TASK GOAL: Which lines of the records below contain the string "item"? Filter them out and copy each such line in full.

RECORDED DATA:
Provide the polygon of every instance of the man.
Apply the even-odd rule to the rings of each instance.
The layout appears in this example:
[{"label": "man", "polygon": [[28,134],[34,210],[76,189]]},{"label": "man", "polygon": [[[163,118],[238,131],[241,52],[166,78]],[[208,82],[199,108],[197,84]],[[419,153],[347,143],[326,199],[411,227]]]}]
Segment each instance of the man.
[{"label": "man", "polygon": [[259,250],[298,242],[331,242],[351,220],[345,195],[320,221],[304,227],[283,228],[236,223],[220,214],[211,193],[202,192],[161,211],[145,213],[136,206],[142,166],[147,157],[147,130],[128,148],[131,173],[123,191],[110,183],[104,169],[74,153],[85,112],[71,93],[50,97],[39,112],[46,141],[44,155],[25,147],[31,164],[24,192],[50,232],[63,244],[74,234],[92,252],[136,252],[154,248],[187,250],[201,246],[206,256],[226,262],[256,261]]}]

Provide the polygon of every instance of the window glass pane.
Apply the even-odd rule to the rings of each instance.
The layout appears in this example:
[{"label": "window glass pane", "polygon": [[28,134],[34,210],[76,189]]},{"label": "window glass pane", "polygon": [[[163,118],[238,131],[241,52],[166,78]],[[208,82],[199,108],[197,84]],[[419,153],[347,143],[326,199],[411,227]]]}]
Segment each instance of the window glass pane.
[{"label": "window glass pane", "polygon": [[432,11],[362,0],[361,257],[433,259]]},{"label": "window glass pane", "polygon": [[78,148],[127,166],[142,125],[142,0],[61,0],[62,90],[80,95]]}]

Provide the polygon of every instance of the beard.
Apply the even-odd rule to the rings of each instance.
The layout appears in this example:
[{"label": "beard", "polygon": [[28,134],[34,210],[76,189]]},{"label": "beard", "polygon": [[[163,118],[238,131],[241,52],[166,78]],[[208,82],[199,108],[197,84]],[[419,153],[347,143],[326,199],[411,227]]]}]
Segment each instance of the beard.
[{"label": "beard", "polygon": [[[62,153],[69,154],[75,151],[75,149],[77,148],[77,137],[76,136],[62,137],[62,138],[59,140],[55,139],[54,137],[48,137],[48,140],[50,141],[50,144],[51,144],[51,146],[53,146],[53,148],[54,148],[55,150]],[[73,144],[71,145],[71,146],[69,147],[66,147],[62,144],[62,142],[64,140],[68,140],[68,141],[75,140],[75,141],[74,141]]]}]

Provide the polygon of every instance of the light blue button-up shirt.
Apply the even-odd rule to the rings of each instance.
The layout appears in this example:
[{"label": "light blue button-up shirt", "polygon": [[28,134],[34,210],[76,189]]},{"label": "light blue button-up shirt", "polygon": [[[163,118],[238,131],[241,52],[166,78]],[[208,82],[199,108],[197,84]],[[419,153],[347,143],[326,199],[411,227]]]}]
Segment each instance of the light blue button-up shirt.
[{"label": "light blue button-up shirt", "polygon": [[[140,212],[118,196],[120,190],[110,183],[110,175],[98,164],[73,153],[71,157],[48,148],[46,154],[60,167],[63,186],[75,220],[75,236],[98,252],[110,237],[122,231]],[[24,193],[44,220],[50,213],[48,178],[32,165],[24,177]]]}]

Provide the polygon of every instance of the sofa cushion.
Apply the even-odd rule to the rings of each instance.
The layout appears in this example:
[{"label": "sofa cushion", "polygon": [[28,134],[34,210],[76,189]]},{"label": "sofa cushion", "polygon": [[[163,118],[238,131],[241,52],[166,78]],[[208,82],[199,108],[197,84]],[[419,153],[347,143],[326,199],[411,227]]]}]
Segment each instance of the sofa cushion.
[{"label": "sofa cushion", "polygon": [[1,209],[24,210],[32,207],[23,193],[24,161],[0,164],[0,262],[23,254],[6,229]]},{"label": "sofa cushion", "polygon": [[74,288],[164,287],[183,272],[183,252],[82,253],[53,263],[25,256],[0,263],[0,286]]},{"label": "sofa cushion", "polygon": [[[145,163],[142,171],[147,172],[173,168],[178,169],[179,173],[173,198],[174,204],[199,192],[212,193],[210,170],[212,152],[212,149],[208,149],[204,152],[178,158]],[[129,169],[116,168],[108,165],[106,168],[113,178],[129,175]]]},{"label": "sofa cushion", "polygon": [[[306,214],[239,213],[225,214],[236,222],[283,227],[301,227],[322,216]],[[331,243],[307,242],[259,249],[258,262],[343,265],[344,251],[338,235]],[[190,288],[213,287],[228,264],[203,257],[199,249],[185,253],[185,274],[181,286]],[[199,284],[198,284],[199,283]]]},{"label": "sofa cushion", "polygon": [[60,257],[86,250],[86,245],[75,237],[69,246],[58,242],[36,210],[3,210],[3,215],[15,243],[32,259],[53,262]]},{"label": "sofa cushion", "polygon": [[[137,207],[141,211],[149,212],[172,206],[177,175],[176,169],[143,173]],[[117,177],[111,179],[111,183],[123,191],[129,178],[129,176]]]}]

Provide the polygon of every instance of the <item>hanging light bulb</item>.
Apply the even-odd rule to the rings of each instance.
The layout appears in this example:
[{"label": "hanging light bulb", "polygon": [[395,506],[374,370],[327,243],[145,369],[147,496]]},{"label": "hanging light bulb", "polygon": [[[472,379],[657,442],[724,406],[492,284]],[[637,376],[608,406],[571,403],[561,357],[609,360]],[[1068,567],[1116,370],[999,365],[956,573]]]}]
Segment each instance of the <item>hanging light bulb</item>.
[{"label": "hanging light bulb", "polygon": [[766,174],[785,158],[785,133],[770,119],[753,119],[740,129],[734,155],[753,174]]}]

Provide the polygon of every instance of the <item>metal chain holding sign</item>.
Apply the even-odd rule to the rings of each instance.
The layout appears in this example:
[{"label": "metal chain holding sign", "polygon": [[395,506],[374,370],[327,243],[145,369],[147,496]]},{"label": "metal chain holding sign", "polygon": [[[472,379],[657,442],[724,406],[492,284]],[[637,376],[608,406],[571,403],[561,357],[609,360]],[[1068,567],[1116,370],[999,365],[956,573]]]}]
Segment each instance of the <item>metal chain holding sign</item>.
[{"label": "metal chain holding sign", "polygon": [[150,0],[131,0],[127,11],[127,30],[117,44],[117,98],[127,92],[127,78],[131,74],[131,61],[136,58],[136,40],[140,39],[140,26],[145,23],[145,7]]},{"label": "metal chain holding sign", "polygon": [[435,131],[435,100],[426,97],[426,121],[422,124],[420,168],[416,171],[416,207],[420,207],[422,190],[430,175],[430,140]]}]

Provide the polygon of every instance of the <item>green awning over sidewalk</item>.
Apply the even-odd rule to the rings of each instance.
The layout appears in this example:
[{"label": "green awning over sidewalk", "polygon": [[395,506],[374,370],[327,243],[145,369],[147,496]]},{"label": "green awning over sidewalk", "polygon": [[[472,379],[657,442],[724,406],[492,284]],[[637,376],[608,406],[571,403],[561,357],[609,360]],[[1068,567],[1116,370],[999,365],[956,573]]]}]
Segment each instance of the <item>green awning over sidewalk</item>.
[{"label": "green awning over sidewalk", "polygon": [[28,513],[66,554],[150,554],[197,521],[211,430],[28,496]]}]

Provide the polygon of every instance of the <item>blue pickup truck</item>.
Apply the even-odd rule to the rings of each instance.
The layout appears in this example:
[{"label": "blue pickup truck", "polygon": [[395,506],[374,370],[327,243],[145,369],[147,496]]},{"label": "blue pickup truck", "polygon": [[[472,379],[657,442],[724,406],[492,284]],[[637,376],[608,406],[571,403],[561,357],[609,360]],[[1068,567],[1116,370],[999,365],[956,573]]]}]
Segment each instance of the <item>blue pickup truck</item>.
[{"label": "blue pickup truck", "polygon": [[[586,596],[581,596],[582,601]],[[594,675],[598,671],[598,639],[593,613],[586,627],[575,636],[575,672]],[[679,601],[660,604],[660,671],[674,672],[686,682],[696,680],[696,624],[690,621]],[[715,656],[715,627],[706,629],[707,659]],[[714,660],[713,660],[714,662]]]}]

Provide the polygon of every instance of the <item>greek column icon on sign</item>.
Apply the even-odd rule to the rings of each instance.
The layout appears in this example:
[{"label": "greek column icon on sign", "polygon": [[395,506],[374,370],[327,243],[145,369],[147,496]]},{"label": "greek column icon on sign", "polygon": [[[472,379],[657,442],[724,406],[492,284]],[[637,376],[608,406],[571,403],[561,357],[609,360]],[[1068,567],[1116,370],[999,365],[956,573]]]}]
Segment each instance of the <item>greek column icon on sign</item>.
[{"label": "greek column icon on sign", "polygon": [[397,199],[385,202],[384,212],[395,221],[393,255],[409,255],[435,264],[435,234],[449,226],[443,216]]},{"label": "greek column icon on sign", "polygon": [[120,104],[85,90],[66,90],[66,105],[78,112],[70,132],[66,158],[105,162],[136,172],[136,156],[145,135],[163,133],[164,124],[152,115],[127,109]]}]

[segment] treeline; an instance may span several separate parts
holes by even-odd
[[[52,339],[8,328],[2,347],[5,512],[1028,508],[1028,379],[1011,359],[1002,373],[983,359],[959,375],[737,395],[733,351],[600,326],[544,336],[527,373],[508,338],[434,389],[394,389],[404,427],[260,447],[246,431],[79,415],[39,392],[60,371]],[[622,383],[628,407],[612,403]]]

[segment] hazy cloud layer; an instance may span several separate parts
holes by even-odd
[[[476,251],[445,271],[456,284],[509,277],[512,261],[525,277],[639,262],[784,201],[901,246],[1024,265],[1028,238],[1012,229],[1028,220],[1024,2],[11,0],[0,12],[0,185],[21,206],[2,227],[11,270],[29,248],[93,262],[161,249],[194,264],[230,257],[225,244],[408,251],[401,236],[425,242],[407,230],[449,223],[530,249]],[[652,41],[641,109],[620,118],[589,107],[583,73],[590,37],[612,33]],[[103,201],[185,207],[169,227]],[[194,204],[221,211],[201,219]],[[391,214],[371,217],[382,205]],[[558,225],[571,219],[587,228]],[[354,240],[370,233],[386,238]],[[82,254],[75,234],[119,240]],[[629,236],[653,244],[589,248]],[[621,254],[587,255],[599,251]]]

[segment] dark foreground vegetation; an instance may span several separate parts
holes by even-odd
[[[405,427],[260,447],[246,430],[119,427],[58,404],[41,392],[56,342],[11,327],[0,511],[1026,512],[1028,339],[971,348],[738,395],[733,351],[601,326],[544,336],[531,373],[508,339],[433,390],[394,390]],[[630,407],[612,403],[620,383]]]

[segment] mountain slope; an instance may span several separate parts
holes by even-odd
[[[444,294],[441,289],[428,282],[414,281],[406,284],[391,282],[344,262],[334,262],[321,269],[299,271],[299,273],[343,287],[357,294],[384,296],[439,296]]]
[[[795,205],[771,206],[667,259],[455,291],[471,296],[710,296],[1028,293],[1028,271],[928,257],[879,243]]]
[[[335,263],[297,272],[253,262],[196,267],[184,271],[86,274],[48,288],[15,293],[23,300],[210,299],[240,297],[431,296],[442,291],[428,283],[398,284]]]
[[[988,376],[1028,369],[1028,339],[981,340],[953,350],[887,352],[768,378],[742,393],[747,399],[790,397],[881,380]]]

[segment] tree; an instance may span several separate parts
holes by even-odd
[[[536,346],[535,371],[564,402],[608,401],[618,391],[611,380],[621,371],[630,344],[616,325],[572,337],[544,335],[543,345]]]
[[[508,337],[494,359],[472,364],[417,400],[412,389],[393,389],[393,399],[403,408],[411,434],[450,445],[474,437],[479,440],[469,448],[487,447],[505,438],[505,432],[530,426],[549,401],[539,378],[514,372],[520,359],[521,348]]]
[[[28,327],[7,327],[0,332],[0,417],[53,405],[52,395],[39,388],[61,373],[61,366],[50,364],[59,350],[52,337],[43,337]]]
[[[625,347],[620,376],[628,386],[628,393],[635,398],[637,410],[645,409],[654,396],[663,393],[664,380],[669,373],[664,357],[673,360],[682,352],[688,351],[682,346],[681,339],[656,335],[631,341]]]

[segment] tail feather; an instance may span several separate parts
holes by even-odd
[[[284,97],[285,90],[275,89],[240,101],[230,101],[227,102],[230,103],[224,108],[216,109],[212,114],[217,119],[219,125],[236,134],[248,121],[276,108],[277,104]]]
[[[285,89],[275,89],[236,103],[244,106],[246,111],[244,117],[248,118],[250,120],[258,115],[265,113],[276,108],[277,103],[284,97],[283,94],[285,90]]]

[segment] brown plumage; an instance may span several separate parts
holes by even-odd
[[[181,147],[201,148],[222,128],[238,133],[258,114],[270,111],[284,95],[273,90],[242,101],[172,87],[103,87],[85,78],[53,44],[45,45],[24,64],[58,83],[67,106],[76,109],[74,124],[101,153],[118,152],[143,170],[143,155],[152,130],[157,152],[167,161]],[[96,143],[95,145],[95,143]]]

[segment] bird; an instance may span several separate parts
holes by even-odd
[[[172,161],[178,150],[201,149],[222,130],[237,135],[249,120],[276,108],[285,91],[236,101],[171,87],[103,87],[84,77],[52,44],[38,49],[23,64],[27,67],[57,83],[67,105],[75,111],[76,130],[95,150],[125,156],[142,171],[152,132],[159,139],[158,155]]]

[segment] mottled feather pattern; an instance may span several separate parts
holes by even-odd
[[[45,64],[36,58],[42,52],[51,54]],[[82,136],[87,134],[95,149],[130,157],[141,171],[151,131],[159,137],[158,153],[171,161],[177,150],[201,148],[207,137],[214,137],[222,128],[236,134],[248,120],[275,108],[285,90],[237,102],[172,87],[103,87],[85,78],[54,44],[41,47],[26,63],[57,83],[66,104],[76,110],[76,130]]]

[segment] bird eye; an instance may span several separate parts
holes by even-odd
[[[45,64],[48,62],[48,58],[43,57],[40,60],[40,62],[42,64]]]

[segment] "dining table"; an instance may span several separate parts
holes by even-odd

RESULT BELOW:
Provide the polygon of every instance of the <item>hanging light bulb</item>.
Segment each instance of the <item>hanging light bulb</item>.
Provide the polygon of every instance of the <item>metal chain holding sign</item>.
Segment each instance of the <item>metal chain holding sign</item>.
Provide the polygon of every instance of the <item>green awning over sidewalk</item>.
Segment each instance of the <item>green awning over sidewalk</item>.
Provide the polygon of every instance of the <item>blue pickup truck</item>.
Segment each instance of the <item>blue pickup truck</item>.
Provide the polygon of every instance of the <item>greek column icon on sign</item>.
Segment each instance of the <item>greek column icon on sign</item>.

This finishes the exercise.